_PAGE EXCERPT_.
Calculations were run with three molecules (Figure 1) on the publicly available WEBCOCON server, running times varied from one to twelve minutes. All molecules were drawn in the "Alternative Constitutions" module and submitted to the server. The number of solutions suggested for Ascomycin 1 and Oroidin 2 in runs with theoretical and experimental data are shown in table 1. Also, a webpage allowing direct access to the results shown here has been set up on the WEBCOCON server at http://cocon.nmr.de/StructureDiscussion/ (The results are mirrored at http://science.jotjot.net/StructureDiscussion/).
Ascomycin 1 is a well known ethyl derivative of Tacrolimus, it serves as example of a large natural product, featuring 43 Carbon atoms. Using theoretical NMR correlation data (COSY and 13C-HMBC correlations) COCON generates only one solution, independent of whether atom types are defined or not. Using experimental COSY and 13C-HMBC correlation data the structure generator comes up with 100 structural assignments, which are reduced to one when the atom types are fixed as well. In this case NMR correlation data was able to define the constitution unambiguously.

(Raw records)
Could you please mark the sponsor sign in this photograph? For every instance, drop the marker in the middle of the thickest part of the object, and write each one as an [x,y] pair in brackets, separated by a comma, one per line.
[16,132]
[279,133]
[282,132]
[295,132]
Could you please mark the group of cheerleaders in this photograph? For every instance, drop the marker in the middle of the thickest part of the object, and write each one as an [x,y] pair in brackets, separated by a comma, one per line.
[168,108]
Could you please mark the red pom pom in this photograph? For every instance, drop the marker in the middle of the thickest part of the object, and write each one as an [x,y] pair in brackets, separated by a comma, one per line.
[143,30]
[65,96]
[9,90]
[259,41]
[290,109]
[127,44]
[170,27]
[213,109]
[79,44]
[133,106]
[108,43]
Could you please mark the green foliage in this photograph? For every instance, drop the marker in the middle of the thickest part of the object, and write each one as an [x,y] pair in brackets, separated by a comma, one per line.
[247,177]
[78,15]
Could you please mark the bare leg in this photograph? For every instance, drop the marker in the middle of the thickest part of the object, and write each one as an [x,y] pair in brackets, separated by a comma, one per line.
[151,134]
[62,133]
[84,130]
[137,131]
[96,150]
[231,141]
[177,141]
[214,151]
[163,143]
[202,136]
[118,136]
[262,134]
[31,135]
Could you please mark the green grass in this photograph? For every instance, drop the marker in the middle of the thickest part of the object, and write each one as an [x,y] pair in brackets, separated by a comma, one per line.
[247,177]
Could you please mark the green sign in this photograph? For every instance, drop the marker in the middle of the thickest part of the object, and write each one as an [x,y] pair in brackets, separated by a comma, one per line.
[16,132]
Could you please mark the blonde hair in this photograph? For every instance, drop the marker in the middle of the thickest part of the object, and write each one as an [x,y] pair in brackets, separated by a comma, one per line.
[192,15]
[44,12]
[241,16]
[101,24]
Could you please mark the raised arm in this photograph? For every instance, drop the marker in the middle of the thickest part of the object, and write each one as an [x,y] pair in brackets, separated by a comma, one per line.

_JOB_.
In the page excerpt, how many structural assignments does the structure generator produce for Ascomycin 1 from experimental COSY and 13C-HMBC correlation data when atom types are not fixed?

_OUTPUT FOR THIS EXERCISE_.
It produces 100 structural assignments.